Rewrite each line of the items below as a JSON list of strings, one string per line, omitting any blank lines.
######
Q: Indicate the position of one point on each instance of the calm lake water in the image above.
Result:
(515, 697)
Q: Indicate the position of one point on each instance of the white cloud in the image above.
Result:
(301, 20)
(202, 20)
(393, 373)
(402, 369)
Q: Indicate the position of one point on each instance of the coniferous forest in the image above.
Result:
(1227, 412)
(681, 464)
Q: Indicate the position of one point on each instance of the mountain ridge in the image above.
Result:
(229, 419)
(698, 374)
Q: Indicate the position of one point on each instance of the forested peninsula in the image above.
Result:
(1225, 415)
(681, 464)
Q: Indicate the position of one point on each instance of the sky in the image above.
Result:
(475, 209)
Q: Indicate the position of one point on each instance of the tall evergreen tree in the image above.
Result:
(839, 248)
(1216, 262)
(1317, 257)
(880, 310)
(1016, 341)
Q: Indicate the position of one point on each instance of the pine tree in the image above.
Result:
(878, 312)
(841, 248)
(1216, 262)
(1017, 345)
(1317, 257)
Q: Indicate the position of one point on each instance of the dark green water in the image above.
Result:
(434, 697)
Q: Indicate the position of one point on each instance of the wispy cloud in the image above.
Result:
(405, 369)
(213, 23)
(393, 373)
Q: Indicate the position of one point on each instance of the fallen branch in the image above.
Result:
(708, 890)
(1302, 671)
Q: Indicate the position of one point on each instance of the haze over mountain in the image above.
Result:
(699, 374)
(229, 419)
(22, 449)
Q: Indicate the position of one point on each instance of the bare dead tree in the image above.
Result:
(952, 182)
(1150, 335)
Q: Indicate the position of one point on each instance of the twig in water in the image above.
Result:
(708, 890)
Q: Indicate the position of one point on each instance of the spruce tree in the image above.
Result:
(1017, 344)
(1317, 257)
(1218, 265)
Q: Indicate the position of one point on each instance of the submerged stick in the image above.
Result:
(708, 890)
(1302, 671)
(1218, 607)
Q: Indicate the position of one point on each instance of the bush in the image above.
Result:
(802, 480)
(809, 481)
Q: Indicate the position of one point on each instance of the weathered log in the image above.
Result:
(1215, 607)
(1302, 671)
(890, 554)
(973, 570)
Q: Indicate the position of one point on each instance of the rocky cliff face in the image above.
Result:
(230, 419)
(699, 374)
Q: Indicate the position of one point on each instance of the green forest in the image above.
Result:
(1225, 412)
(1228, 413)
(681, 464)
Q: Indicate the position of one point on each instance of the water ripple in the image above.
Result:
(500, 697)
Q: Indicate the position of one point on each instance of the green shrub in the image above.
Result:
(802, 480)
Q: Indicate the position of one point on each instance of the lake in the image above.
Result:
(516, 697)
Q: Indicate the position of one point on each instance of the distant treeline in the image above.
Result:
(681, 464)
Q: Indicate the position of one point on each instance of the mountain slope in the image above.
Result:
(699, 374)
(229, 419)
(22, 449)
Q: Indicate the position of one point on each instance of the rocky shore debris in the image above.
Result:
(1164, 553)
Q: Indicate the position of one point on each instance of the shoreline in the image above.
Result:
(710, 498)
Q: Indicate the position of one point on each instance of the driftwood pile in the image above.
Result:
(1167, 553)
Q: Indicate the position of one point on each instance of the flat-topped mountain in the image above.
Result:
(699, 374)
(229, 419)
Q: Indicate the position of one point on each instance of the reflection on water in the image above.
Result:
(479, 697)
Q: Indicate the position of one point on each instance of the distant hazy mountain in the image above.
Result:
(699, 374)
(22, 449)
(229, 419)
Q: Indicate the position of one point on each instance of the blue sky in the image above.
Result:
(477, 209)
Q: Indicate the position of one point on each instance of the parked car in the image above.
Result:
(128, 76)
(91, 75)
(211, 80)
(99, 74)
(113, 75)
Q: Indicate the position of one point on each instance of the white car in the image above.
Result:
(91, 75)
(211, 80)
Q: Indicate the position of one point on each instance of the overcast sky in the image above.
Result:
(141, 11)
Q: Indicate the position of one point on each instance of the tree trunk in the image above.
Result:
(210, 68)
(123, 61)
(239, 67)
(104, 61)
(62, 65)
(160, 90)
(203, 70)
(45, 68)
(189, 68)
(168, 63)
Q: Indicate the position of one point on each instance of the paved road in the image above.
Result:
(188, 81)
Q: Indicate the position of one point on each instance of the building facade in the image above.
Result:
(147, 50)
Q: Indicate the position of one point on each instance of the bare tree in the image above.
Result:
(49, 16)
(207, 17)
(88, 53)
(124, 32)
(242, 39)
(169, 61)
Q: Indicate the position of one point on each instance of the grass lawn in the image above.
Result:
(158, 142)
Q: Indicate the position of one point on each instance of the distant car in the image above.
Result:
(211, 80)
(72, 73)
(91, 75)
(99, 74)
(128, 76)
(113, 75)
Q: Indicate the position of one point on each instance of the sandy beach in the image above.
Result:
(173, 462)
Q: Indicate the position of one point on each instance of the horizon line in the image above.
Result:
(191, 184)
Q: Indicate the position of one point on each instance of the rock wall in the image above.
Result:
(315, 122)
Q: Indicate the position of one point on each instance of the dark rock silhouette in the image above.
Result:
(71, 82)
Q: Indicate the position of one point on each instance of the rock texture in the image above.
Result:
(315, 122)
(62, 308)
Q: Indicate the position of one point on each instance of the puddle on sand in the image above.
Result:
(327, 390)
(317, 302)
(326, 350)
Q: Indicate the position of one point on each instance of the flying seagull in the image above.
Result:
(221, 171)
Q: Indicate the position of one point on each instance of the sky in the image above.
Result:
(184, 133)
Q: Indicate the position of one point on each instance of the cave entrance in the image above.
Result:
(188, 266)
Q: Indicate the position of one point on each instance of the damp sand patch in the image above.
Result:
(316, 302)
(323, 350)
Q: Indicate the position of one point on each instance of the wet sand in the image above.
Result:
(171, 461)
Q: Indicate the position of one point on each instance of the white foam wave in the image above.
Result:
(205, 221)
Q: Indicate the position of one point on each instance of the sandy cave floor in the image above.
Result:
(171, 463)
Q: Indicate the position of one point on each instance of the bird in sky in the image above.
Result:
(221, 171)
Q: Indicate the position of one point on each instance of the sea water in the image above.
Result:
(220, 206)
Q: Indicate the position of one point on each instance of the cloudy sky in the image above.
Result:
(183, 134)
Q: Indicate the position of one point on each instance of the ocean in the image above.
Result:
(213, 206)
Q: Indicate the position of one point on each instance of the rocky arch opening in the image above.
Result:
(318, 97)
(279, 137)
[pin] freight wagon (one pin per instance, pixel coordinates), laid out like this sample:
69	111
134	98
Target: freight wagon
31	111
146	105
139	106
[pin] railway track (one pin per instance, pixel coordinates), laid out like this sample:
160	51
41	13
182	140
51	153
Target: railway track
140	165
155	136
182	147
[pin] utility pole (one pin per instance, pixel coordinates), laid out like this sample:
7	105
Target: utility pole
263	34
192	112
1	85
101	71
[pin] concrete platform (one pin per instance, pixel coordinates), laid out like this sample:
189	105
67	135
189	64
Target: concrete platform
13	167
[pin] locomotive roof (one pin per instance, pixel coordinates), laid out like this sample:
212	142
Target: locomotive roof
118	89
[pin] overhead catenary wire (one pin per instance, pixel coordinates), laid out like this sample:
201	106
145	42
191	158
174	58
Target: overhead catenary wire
######
Answer to this exercise ▸
[
  "Q: Indicate the position of one point on each instance of the calm lake water in the image above.",
  "Result:",
  "(515, 697)",
  "Q: Indicate the position of one point on each instance of the white cloud in the image above.",
  "Result:",
  "(301, 20)",
  "(202, 20)",
  "(393, 373)",
  "(402, 369)",
  "Q: Indicate the position of one point on each instance of the coniferous forest in the image above.",
  "Result:",
  "(1227, 412)",
  "(681, 464)",
  "Q: Indicate the position of one point on each instance of the mountain ridge in the image above.",
  "Result:",
  "(229, 419)",
  "(698, 374)",
  "Q: Indicate the position of one point on each instance of the forested peninsula in the image above.",
  "Result:",
  "(1225, 415)",
  "(681, 464)",
  "Q: Indicate the position of one point on each instance of the sky in the image above.",
  "Result:",
  "(475, 209)",
  "Q: Indicate the position of one point on each instance of the tall evergreen tree in the image above.",
  "Result:",
  "(839, 248)",
  "(1216, 262)",
  "(1317, 257)",
  "(880, 310)",
  "(1016, 341)",
  "Q: Indicate the position of one point on each instance of the pine tree in the image above.",
  "Result:",
  "(878, 312)",
  "(841, 248)",
  "(1216, 262)",
  "(1017, 345)",
  "(1317, 257)",
  "Q: Indicate the position of one point on each instance of the dark green water in the image above.",
  "Result:",
  "(434, 697)",
  "Q: Indicate the position of one point on each instance of the wispy cloud in the image above.",
  "Result:",
  "(405, 369)",
  "(213, 23)",
  "(393, 373)",
  "Q: Indicate the position of one point on each instance of the fallen branch in the image above.",
  "Result:",
  "(708, 890)",
  "(1302, 671)",
  "Q: Indicate the position of one point on each instance of the haze over mountain in the image above.",
  "Result:",
  "(699, 374)",
  "(229, 419)",
  "(22, 449)",
  "Q: Indicate the position of one point on each instance of the bare dead tree in the image above.",
  "Result:",
  "(952, 182)",
  "(1150, 335)",
  "Q: Indicate the position of one point on each instance of the twig in water in the image above.",
  "Result:",
  "(708, 890)",
  "Q: Indicate the position of one point on each instance of the spruce tree in the image above.",
  "Result:",
  "(1017, 344)",
  "(1317, 257)",
  "(1218, 265)",
  "Q: Indicate the position of one point on each instance of the submerged stick in the image above.",
  "Result:",
  "(708, 890)",
  "(1302, 671)",
  "(1218, 607)",
  "Q: Indicate the position of one point on each instance of the bush in the image above.",
  "Result:",
  "(802, 480)",
  "(809, 481)",
  "Q: Indicate the position of one point on each instance of the weathered log in the image above.",
  "Result:",
  "(1215, 607)",
  "(1302, 671)",
  "(890, 554)",
  "(973, 570)",
  "Q: Indicate the position of one point on each instance of the rocky cliff face in the image above.",
  "Result:",
  "(230, 419)",
  "(699, 374)",
  "Q: Indicate the position of one point on each instance of the green forest in the image above.",
  "Result:",
  "(1225, 412)",
  "(1228, 413)",
  "(681, 464)",
  "Q: Indicate the position of one point on each instance of the water ripple in the image above.",
  "Result:",
  "(500, 697)",
  "Q: Indicate the position of one point on each instance of the green shrub in the image above.",
  "Result:",
  "(802, 480)",
  "Q: Indicate the position of one point on each instance of the lake in the image above.",
  "Result:",
  "(516, 697)",
  "Q: Indicate the position of one point on each instance of the distant treeline in the image above.",
  "Result:",
  "(681, 464)",
  "Q: Indicate the position of one point on each instance of the mountain slope in the image above.",
  "Result:",
  "(699, 374)",
  "(229, 419)",
  "(22, 449)",
  "Q: Indicate the position of one point on each instance of the rocky shore debris in the image above.",
  "Result:",
  "(1164, 553)",
  "Q: Indicate the position of one point on each instance of the shoreline in the image above.",
  "Result:",
  "(710, 498)",
  "Q: Indicate the position of one point on each instance of the driftwood pile in the image above.",
  "Result:",
  "(1167, 553)",
  "Q: Indicate the position of one point on each instance of the flat-topped mountain in the image above.",
  "Result:",
  "(699, 374)",
  "(229, 419)",
  "Q: Indicate the position of one point on each instance of the reflection on water in the image above.",
  "Result:",
  "(479, 697)",
  "Q: Indicate the position of one point on each instance of the distant hazy mountain in the image above.",
  "Result:",
  "(699, 374)",
  "(22, 449)",
  "(229, 419)",
  "Q: Indicate the position of one point on each instance of the blue sky in the image above.",
  "Result:",
  "(477, 209)",
  "Q: Indicate the position of one point on each instance of the parked car in the image above.",
  "Result:",
  "(128, 76)",
  "(91, 75)",
  "(211, 80)",
  "(99, 74)",
  "(113, 75)",
  "Q: Indicate the position of one point on each instance of the white car in the image above.",
  "Result:",
  "(91, 75)",
  "(211, 80)",
  "Q: Indicate the position of one point on each instance of the overcast sky in the image above.",
  "Result:",
  "(141, 11)",
  "Q: Indicate the position of one point on each instance of the tree trunk in the image above.",
  "Result:",
  "(210, 68)",
  "(123, 61)",
  "(239, 67)",
  "(104, 61)",
  "(62, 65)",
  "(160, 90)",
  "(203, 70)",
  "(45, 68)",
  "(189, 68)",
  "(168, 63)",
  "Q: Indicate the position of one point on each instance of the paved road in the image above.",
  "Result:",
  "(188, 81)",
  "Q: Indicate the position of one point on each instance of the building facade in the image above.",
  "Result:",
  "(147, 50)",
  "Q: Indicate the position of one point on each instance of the bare tree in the image above.",
  "Result:",
  "(49, 16)",
  "(207, 17)",
  "(88, 53)",
  "(124, 32)",
  "(242, 39)",
  "(169, 61)",
  "Q: Indicate the position of one point on each instance of the grass lawn in the image above.",
  "Result:",
  "(158, 142)",
  "Q: Indicate the position of one point on each instance of the distant car in the image above.",
  "Result:",
  "(211, 80)",
  "(72, 73)",
  "(91, 75)",
  "(99, 74)",
  "(128, 76)",
  "(113, 75)",
  "Q: Indicate the position of one point on each instance of the sandy beach in the image above.",
  "Result:",
  "(173, 462)",
  "Q: Indicate the position of one point on each instance of the horizon line in the image above.",
  "Result:",
  "(191, 184)",
  "Q: Indicate the position of one point on each instance of the rock wall in the image above.",
  "Result:",
  "(315, 122)",
  "Q: Indicate the position of one point on each instance of the dark rock silhouette in the image above.",
  "Result:",
  "(71, 82)",
  "Q: Indicate the position of one point on each instance of the rock texture in the image above.",
  "Result:",
  "(315, 122)",
  "(62, 308)",
  "Q: Indicate the position of one point on each instance of the puddle on sand in the image above.",
  "Result:",
  "(327, 390)",
  "(317, 302)",
  "(326, 350)",
  "Q: Indicate the position of one point on each instance of the flying seagull in the image above.",
  "Result:",
  "(221, 171)",
  "Q: Indicate the position of one point on each instance of the sky in the image above.",
  "Result:",
  "(184, 133)",
  "Q: Indicate the position of one point on each instance of the cave entrance in the image above.",
  "Result:",
  "(188, 266)",
  "Q: Indicate the position of one point on each instance of the damp sand patch in the image above.",
  "Result:",
  "(316, 302)",
  "(323, 350)",
  "Q: Indicate the position of one point on each instance of the wet sand in the image above.",
  "Result:",
  "(171, 461)",
  "Q: Indicate the position of one point on each instance of the white foam wave in the image above.",
  "Result:",
  "(205, 221)",
  "Q: Indicate the position of one point on each instance of the sandy cave floor in the image above.",
  "Result:",
  "(171, 463)",
  "Q: Indicate the position of one point on each instance of the bird in sky in the image above.",
  "Result:",
  "(221, 171)",
  "Q: Indicate the position of one point on each instance of the sea water in the image above.",
  "Result:",
  "(220, 206)",
  "Q: Indicate the position of one point on each instance of the cloudy sky in the image above.",
  "Result:",
  "(183, 134)",
  "Q: Indicate the position of one point on each instance of the ocean in the image above.",
  "Result:",
  "(213, 206)",
  "Q: Indicate the position of one point on each instance of the rocky arch opening in the image above.",
  "Result:",
  "(318, 97)",
  "(279, 137)",
  "[pin] freight wagon (one pin per instance, pixel coordinates), laid out like this sample:",
  "69\t111",
  "134\t98",
  "Target: freight wagon",
  "31\t111",
  "146\t105",
  "139\t106",
  "[pin] railway track (one pin per instance, pixel coordinates), laid out like this sample:",
  "160\t51",
  "41\t13",
  "182\t140",
  "51\t153",
  "Target: railway track",
  "140\t165",
  "155\t136",
  "182\t147",
  "[pin] utility pole (one pin per instance, pixel coordinates), laid out like this sample:",
  "7\t105",
  "Target: utility pole",
  "263\t34",
  "192\t112",
  "1\t85",
  "101\t71",
  "[pin] concrete platform (one pin per instance, pixel coordinates), laid out like this sample:",
  "189\t105",
  "67\t135",
  "189\t64",
  "Target: concrete platform",
  "13\t167",
  "[pin] locomotive roof (one pin per instance, pixel coordinates), laid out like this sample:",
  "212\t142",
  "Target: locomotive roof",
  "118\t89",
  "[pin] overhead catenary wire (one pin per instance, pixel coordinates), laid out like this sample:",
  "201\t106",
  "145\t42",
  "191\t158",
  "174\t58",
  "Target: overhead catenary wire"
]